EXERCISE DATA:
______________________________
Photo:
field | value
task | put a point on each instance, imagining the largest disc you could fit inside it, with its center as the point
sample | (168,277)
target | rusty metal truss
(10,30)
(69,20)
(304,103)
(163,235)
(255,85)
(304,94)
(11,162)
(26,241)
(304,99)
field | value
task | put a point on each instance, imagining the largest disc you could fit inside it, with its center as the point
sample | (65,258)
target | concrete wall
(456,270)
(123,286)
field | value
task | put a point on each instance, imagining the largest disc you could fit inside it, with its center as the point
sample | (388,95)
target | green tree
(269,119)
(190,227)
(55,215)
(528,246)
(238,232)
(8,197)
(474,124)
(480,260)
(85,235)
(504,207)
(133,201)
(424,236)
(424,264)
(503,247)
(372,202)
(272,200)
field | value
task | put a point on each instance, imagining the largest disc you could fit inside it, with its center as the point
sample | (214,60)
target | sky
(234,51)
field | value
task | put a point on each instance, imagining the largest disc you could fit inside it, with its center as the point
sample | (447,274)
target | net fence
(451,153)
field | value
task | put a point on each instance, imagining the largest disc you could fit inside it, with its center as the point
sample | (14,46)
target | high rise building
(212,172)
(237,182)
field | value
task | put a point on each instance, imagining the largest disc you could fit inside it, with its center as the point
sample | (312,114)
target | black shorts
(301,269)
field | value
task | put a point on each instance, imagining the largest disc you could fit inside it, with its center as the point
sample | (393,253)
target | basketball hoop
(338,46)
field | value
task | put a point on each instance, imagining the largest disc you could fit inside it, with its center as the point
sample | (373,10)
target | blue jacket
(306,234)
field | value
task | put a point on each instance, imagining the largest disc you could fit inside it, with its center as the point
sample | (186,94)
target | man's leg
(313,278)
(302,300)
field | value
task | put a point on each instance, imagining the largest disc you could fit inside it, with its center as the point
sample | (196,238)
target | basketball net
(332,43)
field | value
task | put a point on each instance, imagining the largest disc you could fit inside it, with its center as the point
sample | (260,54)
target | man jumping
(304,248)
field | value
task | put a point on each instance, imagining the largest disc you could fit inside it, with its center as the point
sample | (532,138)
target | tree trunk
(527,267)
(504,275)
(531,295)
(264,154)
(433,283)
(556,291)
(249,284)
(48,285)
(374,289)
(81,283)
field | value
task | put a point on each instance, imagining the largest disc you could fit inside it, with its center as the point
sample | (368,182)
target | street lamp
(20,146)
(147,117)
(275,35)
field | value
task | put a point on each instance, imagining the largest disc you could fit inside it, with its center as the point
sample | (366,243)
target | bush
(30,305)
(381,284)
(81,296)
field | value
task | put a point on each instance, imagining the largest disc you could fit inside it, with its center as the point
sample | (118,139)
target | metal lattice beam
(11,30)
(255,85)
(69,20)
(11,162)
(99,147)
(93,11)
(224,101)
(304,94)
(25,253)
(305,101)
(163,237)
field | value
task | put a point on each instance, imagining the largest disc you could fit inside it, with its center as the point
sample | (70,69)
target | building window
______________________________
WORK TO BE COMPLETED:
Provide an exact reproduction of all the entries shown above.

FULL ANSWER:
Photo:
field | value
task | put a point on each instance, imagining the largest disc you could fit inside it, with its center as the point
sample | (168,277)
target | rusty metal truss
(10,30)
(69,20)
(304,103)
(163,235)
(255,85)
(304,94)
(11,162)
(26,241)
(304,99)
field | value
task | put a point on each instance, imagining the largest disc you could fit inside it, with its center as the point
sample | (65,258)
target | concrete wall
(456,270)
(123,286)
field | value
task | put a point on each instance, imagining the largest disc you could fit inside it, with its center as the point
sample | (388,95)
target | green tree
(269,119)
(190,227)
(55,215)
(528,246)
(238,232)
(8,197)
(474,124)
(480,260)
(85,235)
(504,207)
(133,201)
(424,236)
(424,264)
(503,247)
(372,202)
(272,200)
field | value
task | put a point on each instance, imagining the largest disc you could fit inside it, with its center as the point
sample | (214,60)
target | sky
(234,51)
field | value
task | put a point on each instance, imagining the largest disc you could fit inside it, with its center as the point
sample | (447,274)
target | net fence
(451,153)
field | value
task | put a point on each instance, imagining the largest disc you could fit inside it, with its center as the point
sample | (14,46)
target | high rise building
(212,172)
(237,182)
field | value
task | put a point on each instance, imagining the largest disc you could fit inside it, with its center as the point
sample | (312,114)
target | black shorts
(301,269)
field | value
task | put a point on each instance, imagining the largest disc you could fit inside it, with its center as the point
sample | (393,253)
target | basketball hoop
(338,46)
field | value
task | put a point on each instance, imagining the largest disc you could fit inside it, with its center as the point
sample | (373,10)
target | blue jacket
(306,234)
field | value
task | put a point on each instance, imagining the largest disc you could fit inside it, with its center as the point
sample | (186,94)
target | man's leg
(313,278)
(302,300)
field | value
task | put a point on each instance, imagining the largest disc you could fit inside it, with its center as the point
sample | (196,238)
target | basketball net
(332,43)
field | value
task | put a point on each instance, imagining the largest disc you could fit inside it, with its center as the point
sample | (260,54)
target | man jumping
(304,248)
field | value
task | put a point on each instance, imagining the largest disc you could fit inside it, with its center as the point
sample | (532,138)
target | tree trunk
(527,267)
(504,275)
(531,295)
(264,154)
(433,283)
(556,291)
(249,284)
(48,285)
(374,289)
(81,283)
field | value
task | put a point on each instance, imagining the largest disc you could fit inside it, with its center as the point
sample | (368,182)
target | street lamp
(20,146)
(147,117)
(275,35)
field | value
task | put a point on each instance, imagining the largest disc you could fit inside it, with its center as the point
sample | (366,243)
target | bush
(30,305)
(381,284)
(81,296)
field | value
task | put a point on each instance, imagining the largest disc you could fit inside it, with its center as the point
sample | (118,139)
target | metal lattice beam
(11,30)
(255,85)
(69,20)
(11,162)
(99,147)
(93,11)
(224,101)
(304,94)
(25,253)
(305,101)
(163,237)
field | value
task | put a point on each instance, imagining the largest disc you could fit inside it, with its center as the point
sample | (70,69)
target | building window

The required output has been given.